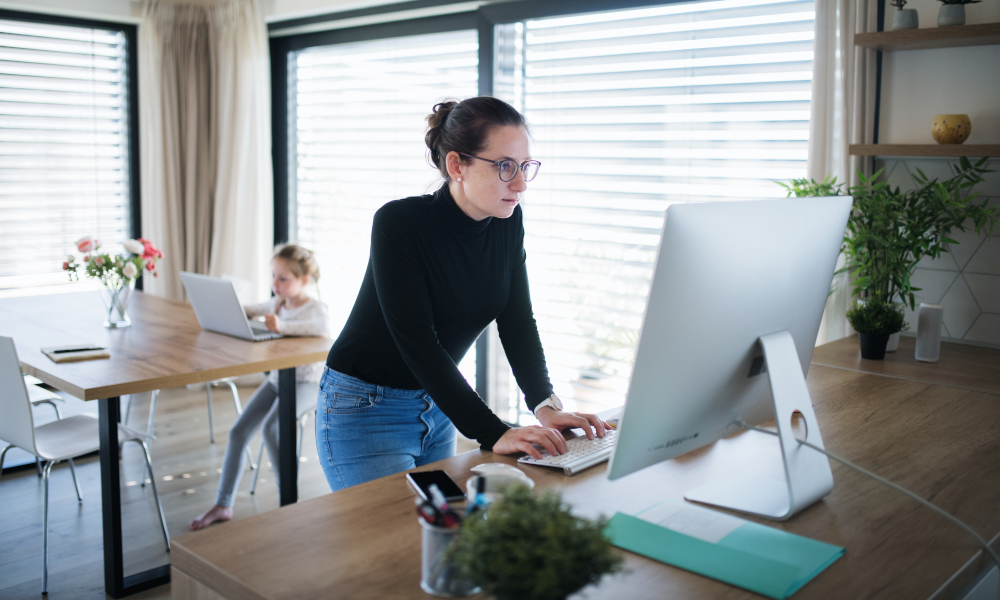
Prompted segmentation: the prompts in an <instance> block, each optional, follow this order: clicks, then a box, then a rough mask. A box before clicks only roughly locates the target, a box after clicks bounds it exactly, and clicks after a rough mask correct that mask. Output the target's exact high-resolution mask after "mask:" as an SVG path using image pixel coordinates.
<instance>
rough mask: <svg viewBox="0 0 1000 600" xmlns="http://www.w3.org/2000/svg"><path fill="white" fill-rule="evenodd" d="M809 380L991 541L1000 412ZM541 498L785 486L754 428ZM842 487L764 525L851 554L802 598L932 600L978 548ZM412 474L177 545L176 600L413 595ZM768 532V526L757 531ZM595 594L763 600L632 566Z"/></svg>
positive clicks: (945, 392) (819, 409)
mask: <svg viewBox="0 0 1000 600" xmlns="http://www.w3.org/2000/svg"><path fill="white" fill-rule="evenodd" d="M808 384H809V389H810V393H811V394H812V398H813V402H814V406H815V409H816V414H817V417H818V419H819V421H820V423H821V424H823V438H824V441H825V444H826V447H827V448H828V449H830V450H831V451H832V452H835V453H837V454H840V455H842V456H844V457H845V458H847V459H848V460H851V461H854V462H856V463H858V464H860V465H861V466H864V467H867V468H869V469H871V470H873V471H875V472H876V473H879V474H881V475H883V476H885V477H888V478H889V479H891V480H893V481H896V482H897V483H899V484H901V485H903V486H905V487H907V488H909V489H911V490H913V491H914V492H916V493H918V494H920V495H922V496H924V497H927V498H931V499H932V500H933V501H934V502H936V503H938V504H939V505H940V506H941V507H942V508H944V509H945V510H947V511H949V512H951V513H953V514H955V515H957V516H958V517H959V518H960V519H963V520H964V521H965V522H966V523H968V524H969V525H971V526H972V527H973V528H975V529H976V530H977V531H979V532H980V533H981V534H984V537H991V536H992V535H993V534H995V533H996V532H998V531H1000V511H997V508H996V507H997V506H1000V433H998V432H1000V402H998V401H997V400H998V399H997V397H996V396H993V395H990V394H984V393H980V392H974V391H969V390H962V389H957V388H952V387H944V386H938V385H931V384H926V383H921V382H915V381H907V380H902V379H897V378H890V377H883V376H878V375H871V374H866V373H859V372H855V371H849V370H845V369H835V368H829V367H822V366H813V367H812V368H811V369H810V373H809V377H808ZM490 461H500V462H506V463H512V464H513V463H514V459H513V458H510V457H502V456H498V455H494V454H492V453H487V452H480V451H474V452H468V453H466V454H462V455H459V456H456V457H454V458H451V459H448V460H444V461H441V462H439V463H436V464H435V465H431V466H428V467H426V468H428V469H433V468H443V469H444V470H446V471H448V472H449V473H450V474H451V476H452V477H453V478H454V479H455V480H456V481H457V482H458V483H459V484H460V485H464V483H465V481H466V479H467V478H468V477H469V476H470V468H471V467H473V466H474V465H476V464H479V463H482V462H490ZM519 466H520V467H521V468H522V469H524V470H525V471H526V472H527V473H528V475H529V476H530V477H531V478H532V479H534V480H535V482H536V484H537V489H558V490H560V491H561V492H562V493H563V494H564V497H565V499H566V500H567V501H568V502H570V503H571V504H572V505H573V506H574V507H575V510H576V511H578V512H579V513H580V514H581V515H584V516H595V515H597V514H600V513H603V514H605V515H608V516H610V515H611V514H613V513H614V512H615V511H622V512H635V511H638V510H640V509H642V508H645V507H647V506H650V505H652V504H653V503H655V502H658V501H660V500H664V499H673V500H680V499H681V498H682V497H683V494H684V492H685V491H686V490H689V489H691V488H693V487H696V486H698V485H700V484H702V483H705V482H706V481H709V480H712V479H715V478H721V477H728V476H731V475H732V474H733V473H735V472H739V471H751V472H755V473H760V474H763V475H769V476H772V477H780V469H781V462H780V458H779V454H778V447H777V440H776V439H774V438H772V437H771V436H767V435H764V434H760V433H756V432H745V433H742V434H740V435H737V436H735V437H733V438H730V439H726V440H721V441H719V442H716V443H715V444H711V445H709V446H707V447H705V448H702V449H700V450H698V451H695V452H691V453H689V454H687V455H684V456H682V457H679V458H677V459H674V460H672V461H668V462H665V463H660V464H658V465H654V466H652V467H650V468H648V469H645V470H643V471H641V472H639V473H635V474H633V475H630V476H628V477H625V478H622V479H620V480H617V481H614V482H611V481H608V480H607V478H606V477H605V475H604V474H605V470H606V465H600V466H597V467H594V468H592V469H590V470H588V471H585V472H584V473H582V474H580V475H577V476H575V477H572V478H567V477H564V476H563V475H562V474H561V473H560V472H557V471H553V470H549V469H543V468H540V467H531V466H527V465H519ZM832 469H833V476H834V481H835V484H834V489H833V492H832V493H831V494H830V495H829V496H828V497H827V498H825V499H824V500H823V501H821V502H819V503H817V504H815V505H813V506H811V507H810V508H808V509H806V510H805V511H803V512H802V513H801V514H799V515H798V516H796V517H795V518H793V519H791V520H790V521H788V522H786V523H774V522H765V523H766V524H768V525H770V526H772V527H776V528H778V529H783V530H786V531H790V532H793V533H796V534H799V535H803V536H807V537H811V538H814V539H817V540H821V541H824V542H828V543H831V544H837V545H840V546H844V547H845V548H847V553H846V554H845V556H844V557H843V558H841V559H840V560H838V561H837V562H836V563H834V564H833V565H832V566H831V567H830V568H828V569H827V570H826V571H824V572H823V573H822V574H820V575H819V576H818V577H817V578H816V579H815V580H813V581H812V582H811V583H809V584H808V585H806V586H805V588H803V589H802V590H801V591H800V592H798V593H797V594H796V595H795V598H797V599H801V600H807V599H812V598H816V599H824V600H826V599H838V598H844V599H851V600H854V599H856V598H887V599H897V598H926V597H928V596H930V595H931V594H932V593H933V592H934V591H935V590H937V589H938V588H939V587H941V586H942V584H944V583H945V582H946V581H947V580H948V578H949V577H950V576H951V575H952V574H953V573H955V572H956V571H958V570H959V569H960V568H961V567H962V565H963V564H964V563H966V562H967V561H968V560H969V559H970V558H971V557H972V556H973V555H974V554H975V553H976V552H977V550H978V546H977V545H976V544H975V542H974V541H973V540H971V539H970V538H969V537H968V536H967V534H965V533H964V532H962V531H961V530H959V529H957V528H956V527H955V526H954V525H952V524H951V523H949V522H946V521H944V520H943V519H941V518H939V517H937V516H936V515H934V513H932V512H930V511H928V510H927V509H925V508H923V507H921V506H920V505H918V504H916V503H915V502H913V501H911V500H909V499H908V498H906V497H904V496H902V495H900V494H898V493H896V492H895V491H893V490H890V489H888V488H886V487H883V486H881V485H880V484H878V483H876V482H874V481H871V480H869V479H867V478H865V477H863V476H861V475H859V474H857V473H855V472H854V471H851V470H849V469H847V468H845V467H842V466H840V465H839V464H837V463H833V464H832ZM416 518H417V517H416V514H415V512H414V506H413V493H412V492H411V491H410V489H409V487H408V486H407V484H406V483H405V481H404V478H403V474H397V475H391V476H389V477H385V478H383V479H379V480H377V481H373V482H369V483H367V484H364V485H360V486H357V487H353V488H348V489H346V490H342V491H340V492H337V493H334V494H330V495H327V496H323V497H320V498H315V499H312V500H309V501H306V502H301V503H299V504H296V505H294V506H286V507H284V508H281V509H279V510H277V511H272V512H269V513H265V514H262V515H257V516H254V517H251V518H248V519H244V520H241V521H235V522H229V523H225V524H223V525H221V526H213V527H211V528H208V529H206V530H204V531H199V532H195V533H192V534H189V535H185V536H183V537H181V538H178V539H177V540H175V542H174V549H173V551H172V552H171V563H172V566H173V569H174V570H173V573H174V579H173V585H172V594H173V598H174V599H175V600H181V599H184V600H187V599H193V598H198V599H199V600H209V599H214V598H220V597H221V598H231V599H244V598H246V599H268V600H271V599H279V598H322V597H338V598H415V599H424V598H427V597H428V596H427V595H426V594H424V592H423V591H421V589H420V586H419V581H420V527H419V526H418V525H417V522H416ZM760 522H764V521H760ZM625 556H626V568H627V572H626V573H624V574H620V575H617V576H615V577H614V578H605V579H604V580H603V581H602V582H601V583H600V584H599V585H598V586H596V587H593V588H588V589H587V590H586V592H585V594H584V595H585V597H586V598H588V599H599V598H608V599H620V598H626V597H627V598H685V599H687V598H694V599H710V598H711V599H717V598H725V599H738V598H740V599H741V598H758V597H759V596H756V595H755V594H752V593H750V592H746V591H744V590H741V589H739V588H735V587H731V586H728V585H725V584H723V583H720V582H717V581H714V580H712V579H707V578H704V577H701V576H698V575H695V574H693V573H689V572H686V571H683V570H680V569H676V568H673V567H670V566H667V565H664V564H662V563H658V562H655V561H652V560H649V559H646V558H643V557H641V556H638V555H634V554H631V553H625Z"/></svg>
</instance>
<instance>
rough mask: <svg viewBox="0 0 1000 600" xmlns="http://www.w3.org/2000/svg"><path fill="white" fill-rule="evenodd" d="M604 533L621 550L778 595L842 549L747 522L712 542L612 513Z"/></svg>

--

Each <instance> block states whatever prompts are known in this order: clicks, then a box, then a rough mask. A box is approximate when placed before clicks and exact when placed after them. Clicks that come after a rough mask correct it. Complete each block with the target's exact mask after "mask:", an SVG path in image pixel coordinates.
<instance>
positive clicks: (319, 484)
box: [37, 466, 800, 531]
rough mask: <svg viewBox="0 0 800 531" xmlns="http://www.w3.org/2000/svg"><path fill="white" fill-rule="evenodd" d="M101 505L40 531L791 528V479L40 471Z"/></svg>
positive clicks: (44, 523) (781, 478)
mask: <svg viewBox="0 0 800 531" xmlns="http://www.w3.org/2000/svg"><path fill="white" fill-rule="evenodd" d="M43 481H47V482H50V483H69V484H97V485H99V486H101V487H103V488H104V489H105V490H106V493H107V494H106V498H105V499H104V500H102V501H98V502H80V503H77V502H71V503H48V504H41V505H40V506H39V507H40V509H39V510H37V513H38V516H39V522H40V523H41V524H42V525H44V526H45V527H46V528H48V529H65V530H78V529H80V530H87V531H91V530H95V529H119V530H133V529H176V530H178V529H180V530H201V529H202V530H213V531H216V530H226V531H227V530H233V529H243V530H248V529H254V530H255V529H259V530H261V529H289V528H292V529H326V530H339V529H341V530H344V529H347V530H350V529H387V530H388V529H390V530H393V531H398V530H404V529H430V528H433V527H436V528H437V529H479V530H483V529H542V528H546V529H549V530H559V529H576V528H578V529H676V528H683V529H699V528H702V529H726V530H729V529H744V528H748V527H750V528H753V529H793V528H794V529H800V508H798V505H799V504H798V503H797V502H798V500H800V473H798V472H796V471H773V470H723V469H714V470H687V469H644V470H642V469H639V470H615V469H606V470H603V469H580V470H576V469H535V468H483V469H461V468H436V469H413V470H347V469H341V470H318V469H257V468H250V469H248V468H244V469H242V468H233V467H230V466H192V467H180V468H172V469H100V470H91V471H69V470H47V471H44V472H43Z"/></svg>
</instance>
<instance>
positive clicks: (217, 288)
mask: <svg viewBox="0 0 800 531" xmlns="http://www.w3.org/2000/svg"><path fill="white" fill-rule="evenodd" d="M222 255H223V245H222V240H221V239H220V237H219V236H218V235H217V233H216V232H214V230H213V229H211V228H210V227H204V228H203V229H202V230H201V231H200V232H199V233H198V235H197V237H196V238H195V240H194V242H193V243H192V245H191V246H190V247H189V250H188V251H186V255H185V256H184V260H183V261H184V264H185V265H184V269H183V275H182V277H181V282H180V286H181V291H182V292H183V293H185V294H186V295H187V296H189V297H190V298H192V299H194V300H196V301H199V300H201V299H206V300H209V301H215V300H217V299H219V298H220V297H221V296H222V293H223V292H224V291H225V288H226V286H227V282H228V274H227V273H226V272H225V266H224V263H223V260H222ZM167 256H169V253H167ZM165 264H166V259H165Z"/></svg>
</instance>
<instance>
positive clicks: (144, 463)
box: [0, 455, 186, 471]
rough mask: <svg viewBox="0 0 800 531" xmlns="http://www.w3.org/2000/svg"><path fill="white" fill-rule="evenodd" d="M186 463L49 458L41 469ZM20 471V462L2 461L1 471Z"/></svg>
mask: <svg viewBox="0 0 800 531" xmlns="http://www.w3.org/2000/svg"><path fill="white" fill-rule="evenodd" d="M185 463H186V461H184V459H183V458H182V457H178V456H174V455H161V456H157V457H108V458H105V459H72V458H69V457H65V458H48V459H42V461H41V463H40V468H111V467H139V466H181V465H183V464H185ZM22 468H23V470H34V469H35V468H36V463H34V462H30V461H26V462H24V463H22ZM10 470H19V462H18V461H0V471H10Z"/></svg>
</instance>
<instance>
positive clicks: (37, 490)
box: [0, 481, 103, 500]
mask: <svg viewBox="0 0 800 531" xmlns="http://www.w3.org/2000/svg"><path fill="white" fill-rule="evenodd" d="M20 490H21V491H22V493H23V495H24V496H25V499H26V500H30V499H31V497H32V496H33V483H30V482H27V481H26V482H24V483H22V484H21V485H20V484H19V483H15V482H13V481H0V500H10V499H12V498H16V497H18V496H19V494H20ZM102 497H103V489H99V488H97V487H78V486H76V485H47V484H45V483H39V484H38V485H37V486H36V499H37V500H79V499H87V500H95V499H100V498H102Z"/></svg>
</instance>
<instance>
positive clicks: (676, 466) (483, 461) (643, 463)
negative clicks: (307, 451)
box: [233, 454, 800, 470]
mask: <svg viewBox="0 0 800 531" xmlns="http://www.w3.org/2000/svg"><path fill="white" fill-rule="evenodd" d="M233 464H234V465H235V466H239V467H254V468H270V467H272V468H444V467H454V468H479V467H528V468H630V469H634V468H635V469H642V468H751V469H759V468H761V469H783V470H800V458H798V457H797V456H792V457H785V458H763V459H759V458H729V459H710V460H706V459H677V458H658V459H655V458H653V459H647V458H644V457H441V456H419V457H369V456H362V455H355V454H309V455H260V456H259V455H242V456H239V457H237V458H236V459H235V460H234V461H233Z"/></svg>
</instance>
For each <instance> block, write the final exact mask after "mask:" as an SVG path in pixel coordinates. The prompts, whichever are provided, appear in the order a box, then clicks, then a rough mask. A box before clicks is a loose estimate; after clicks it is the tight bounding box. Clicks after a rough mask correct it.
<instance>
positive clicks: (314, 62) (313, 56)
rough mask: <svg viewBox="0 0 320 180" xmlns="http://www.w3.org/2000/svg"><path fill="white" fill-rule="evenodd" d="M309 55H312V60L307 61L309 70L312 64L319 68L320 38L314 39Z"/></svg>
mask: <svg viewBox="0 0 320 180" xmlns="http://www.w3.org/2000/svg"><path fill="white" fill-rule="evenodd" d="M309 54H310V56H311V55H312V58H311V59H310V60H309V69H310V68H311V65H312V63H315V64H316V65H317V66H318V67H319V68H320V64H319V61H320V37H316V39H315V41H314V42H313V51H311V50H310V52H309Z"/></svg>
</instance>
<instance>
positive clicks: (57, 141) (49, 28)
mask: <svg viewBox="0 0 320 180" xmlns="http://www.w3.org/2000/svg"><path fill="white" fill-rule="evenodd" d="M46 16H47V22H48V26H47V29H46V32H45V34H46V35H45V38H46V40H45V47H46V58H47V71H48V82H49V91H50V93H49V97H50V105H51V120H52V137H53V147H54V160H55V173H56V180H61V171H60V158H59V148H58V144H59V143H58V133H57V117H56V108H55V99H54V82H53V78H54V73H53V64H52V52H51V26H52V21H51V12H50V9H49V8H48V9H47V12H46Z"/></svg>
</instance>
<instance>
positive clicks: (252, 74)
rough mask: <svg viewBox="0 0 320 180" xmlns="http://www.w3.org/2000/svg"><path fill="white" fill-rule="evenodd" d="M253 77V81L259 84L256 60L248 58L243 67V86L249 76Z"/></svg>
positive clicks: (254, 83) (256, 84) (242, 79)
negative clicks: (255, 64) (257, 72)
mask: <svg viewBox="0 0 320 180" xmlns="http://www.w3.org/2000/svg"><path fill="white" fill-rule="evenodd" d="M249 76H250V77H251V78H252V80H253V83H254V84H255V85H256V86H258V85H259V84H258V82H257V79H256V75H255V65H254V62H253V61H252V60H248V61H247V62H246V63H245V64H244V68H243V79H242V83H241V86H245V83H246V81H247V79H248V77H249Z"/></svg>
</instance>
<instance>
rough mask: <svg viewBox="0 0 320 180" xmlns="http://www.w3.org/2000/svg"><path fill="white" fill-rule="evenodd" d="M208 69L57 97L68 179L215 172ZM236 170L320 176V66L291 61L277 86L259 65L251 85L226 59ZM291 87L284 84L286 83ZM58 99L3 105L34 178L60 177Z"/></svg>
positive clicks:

- _YOUR OBJECTIVE_
Return the lines of the records above exactly as they appear, starting at the line that contains "Prompted segmentation: the" and ending at the line that contains "positive clicks: (945, 392) (819, 409)".

- _WRITTEN ANSWER_
Prompted segmentation: the prompts in an <instance> block, each optional, follow this order: clicks, then a box, then a rough mask. A box before clicks only roughly locates the target, a box after clicks bounds it exactly, and clicks after a rough mask correct that mask. Output the target's exact high-resolution mask after "mask:" as an SVG path using image pixel coordinates.
<instance>
rough mask: <svg viewBox="0 0 1000 600" xmlns="http://www.w3.org/2000/svg"><path fill="white" fill-rule="evenodd" d="M809 380L991 541L1000 412ZM541 498L785 486L754 428ZM842 487L764 525L851 554L802 598L932 600L978 548ZM412 474L177 545L176 600L413 595ZM768 532V526L757 531ZM595 594L763 600L632 566Z"/></svg>
positive clicks: (945, 392) (819, 409)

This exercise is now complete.